## START Materials provided

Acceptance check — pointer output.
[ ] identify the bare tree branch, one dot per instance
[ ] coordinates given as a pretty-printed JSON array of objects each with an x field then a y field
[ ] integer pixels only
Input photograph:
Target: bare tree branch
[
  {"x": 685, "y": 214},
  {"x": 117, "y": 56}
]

## END Materials provided
## START Materials provided

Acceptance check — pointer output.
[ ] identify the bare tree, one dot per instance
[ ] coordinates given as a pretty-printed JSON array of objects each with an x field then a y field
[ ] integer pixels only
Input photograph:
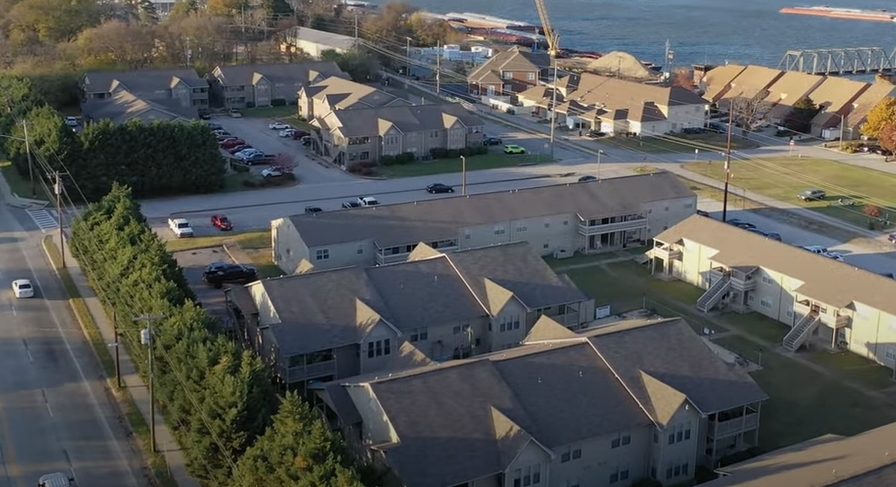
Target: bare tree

## END Materials provided

▸ Aim of the task:
Count the lines in the records that contain the string "identify", matching case exactly. Reply with the number only.

▸ Answer to the problem:
2